## Tasks to complete
A – Answer these questions from the security vocabulary issue, one answer per line:
(i) Which four file types does the first version include?
(ii) Which discussion is cited as ongoing?
(iii) What does the author believe some of the entries mixed up?
B – Decide whether each statement agrees with the security vocabulary issue. Answer yes or no and quote the deciding words.
(i) The author copied descriptions and references into the vocabulary.
(ii) The author proposes answering all of the listed issues in this PR round.
(iii) The author thinks the @context files and the vocabulary specifications should be developed separately.
C – Reproduce the passage of the security vocabulary issue starting at "This is definitely" and ending at "of issues, though.".
::: Supplied text :::
Create formal version of the security vocabulary #65

iherman · 2022-10-17T07:29:28Z

I have recently worked on the security vocabulary, namely to create a formal RDF vocabulary (similar to the the data model vocabulary). I started with¹ and I created the same structure as for the data model, re-using the tools I had for PR in². The first version on all this is this PR with the relevant files on³ with the CSV, Turtle, JSON-LD, and HTML files; the latter is better viewed at⁴.

This is definitely a draft PR at this point, because I am sure there are a bunch of mistakes. The fact is that my domain knowledge for ¹ is poor, so I had to try to make sense of what is in that document. I did copy the descriptions, references, etc, into the vocabulary, to increase the quality of the documentation. I also did hit a bunch of issues, though.

Before diving in my issues, though: all this is a draft for now. I would propose not to answer all the issues below in this PR round except, maybe, (1); once the structure of the document (and the generating process thereof) are agreed upon, we can do this in a series of separate, subsequent PRs. I would, however, hope to handle this PR swiftly. Indeed, the discussion in, e.g., w3c/vc-data-model#943 is ongoing and, I believe, it is an example for a set of problems that should be handled in sync with the vocabulary specification. Put it another way, in my view the development of the @context file(s) and the vocabulary specifications should go hand in hand. If we agree on the vocabulary structure and tool-set then we do have the framework to do that properly. That is the essence of this PR, actually.

As for my issues/questions:

Many of the subclass, range and domain statements are not explicit in¹ (and, actually, I believe some of the entries were wrong, mixing up ranges and domains). I tried to deduce these based on the text, the examples, etc. These should be cross-checked to get everything right.
¹ has some texts for some of the classes of the sort "expected properties are...". I do not think it is possible to express that in RDFS or OWL, i.e., I am not sure what we should do with those. Of course, the range statements of the relevant properties may provide that information, but they do not express formal constraints and expectations. Maybe the right approach is to put those types of constraints into a JSON Schema for a VC (but I know that the security vocabulary is not only for VCs, so that is not proper approach either). Another possibility is to add these remarks, if important, to the end of the "label", ie, the longer description (I am happy to do that if that is the consensus).
::: Data entries :::
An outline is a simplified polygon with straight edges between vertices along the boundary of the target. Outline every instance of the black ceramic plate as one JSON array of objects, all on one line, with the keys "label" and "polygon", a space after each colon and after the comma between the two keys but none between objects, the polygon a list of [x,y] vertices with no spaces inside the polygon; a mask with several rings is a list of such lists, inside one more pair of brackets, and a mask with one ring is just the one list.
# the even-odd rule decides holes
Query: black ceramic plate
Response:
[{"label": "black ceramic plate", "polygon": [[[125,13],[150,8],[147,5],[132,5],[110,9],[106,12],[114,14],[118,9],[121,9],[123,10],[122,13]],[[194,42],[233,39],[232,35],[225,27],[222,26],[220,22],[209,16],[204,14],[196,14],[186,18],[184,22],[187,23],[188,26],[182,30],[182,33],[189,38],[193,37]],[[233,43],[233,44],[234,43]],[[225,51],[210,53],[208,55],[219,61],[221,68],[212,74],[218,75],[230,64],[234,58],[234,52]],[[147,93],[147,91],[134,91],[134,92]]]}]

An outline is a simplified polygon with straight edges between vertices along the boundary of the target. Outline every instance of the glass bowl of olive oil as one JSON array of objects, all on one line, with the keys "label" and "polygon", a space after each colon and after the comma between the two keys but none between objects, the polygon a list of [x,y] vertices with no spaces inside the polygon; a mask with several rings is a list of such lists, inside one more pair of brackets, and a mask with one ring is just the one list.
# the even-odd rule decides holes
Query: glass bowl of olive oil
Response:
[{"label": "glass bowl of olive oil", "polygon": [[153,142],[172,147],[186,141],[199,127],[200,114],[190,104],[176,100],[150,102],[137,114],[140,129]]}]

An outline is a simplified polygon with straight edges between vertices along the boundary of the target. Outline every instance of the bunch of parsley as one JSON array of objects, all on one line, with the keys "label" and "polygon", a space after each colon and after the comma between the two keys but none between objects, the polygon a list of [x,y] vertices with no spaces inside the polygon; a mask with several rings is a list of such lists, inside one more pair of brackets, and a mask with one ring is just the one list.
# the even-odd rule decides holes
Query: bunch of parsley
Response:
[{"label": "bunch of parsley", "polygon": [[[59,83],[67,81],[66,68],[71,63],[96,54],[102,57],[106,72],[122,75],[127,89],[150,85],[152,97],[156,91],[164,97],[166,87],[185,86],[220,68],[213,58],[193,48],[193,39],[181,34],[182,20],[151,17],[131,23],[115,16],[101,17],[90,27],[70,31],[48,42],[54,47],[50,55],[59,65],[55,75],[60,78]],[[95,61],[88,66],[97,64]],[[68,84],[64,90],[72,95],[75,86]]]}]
:::
## Problem solutions
A –
(i) CSV, Turtle, JSON-LD, and HTML
(ii) w3c/vc-data-model#943
(iii) Ranges and domains

B –
(i) Yes: "I did copy the descriptions, references, etc, into the vocabulary"
(ii) No: "I would propose not to answer all the issues below in this PR round"
(iii) No: "the development of the @context file(s) and the vocabulary specifications should go hand in hand"

C –
This is definitely a draft PR at this point, because I am sure there are a bunch of mistakes. The fact is that my domain knowledge for ¹ is poor, so I had to try to make sense of what is in that document. I did copy the descriptions, references, etc, into the vocabulary, to increase the quality of the documentation. I also did hit a bunch of issues, though.